## What you are asked to do:
Could you return each line of the material that has "white" in it?

[[ Material for the task open ]]

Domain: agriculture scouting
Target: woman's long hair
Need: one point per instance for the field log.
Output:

[[ Material for the task closed ]]
[[ Material for the task open ]]

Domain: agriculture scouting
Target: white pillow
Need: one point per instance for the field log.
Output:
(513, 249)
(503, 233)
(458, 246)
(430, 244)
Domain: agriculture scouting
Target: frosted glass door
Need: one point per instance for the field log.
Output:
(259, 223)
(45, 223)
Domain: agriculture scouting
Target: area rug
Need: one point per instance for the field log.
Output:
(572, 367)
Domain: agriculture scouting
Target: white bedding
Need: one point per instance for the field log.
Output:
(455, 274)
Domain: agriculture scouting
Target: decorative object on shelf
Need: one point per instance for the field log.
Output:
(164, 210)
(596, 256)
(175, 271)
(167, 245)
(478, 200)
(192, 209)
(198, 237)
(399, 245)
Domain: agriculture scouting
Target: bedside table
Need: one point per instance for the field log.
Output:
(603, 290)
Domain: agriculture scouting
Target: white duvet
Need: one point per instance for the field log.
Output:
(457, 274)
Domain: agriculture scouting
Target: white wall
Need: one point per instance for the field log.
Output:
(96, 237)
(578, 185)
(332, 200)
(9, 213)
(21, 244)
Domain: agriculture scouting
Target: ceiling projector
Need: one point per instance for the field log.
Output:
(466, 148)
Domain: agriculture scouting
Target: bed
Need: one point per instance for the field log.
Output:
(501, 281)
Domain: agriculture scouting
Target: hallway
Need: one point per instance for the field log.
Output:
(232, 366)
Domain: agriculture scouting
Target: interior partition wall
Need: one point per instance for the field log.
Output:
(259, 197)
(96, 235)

[[ Material for the task closed ]]

## Exercise output:
Target: white pillow
Target: white bedding
Target: white duvet
Target: white wall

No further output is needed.